Try it: Return each line of the listing that has the word "scattered" in it.

* * *

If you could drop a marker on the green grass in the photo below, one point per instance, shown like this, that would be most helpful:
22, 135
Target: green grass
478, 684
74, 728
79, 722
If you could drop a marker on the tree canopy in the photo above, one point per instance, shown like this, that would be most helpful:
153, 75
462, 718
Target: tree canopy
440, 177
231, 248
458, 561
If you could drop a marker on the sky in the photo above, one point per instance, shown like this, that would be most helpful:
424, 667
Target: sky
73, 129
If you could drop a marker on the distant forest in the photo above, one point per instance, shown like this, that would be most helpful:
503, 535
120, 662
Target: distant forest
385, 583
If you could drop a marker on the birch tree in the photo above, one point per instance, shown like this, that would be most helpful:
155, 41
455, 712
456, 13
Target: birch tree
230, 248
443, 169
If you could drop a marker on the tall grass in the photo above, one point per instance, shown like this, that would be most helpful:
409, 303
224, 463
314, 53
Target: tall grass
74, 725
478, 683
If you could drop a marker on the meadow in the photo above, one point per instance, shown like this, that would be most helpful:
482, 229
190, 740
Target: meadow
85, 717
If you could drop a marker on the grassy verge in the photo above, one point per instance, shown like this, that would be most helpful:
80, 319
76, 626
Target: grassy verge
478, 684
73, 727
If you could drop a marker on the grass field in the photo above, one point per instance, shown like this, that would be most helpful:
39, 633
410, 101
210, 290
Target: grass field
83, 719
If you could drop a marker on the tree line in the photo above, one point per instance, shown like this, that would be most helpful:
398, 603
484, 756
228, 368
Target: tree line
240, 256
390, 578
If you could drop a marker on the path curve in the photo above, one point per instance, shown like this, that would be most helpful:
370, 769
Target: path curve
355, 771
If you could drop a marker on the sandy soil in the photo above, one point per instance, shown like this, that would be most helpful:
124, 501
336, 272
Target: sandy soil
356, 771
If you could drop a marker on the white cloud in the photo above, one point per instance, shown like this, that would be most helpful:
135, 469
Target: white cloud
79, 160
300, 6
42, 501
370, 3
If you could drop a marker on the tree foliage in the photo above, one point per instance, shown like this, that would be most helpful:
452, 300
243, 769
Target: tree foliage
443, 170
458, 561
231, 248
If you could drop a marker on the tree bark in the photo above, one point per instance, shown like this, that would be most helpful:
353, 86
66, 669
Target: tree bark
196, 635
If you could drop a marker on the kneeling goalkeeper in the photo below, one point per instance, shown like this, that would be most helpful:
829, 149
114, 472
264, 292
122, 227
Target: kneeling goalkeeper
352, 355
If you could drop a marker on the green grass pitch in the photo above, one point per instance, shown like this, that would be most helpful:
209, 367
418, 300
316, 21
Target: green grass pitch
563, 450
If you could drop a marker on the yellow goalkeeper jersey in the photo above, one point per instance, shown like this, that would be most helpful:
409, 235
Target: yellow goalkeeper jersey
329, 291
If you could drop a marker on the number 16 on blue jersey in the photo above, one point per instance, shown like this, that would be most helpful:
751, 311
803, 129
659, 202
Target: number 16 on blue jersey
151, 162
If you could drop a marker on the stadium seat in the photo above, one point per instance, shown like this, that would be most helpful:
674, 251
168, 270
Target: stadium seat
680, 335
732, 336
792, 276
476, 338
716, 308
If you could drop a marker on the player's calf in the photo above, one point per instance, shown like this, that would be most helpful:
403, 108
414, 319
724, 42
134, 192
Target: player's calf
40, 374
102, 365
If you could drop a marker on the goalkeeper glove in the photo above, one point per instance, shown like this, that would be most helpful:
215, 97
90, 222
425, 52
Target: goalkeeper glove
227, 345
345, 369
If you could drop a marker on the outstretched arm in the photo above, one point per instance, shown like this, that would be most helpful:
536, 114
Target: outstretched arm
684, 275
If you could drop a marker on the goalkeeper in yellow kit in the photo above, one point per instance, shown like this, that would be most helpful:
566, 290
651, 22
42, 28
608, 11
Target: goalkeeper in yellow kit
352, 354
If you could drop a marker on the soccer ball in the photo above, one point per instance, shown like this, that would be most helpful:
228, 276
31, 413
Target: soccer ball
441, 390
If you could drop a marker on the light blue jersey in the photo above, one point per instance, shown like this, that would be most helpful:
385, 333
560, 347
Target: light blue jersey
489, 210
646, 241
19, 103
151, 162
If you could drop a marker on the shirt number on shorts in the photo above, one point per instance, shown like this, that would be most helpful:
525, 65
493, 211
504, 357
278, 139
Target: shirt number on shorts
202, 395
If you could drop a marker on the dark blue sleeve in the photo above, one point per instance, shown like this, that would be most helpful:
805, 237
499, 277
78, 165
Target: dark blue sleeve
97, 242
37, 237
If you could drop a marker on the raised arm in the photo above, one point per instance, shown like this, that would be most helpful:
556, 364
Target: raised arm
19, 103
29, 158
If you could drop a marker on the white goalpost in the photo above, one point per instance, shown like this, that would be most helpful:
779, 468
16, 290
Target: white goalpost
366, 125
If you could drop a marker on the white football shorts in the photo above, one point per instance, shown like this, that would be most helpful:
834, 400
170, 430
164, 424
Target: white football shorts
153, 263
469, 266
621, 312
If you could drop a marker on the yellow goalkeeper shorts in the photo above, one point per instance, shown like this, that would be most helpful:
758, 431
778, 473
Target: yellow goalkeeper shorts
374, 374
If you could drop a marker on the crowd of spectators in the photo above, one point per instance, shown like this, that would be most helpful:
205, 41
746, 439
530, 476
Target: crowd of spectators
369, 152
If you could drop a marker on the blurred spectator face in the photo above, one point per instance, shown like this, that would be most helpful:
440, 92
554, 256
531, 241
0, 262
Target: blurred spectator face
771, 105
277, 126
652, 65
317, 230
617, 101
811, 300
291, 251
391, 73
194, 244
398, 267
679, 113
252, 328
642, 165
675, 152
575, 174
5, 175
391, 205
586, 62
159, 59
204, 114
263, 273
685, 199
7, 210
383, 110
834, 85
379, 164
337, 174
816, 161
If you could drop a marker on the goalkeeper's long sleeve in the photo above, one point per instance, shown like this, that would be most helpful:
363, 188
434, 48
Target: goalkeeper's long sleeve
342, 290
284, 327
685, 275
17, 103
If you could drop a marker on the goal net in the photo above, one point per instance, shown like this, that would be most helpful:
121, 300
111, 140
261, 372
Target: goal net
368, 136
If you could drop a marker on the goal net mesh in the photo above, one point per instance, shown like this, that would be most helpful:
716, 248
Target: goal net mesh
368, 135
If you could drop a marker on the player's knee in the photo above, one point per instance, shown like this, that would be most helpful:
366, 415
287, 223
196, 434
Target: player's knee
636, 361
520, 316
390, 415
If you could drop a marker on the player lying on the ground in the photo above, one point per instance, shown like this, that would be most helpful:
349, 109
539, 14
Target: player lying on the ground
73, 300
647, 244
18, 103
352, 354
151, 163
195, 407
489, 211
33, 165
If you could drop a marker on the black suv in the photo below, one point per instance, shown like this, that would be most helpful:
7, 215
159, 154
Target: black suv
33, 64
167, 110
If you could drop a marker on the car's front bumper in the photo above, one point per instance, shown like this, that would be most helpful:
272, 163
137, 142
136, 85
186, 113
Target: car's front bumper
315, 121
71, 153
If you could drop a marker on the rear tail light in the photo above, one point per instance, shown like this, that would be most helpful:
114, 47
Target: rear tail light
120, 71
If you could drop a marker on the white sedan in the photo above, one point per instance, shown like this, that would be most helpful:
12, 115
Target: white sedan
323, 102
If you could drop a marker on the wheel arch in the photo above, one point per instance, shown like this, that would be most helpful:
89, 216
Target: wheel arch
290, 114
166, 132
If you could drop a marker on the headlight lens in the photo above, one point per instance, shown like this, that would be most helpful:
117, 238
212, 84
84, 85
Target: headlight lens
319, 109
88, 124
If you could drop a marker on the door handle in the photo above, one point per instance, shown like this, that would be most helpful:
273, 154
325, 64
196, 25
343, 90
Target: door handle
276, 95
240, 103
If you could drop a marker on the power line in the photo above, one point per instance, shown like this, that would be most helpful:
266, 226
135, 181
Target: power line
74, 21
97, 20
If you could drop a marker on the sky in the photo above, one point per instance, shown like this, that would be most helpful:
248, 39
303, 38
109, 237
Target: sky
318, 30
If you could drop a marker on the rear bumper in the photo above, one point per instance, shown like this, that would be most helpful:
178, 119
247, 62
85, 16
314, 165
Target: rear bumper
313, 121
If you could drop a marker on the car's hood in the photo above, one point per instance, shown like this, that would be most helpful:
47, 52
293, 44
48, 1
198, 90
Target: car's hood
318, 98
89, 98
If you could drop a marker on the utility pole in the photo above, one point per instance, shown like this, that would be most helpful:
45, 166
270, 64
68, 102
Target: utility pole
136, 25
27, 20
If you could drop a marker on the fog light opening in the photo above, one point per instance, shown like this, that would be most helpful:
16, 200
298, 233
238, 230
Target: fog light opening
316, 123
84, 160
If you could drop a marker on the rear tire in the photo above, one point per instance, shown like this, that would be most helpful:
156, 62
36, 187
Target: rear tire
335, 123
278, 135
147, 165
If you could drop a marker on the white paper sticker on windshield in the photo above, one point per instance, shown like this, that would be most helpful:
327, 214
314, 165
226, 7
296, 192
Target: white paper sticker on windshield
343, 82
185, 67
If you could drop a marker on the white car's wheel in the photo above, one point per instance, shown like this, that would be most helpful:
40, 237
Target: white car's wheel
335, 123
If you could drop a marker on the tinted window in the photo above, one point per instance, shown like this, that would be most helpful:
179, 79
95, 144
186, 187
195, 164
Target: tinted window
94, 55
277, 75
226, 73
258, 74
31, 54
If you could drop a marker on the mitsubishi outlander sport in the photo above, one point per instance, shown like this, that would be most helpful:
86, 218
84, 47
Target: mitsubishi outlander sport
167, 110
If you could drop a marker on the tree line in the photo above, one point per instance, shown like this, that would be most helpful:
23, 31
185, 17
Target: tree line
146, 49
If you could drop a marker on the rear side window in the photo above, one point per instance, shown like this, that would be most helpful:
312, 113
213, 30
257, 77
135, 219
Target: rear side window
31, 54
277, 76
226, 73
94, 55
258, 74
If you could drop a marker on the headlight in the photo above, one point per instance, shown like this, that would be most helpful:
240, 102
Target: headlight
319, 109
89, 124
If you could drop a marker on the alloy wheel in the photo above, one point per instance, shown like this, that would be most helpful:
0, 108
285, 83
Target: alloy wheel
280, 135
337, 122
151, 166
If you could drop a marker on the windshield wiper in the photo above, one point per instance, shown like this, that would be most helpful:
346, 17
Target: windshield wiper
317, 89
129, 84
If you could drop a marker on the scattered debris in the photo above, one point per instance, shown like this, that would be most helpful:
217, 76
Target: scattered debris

* * *

Exercise response:
If you could drop a marker on the scattered debris in the photo above, one point per instance, shown like this, that would be most helpful:
Target: scattered debris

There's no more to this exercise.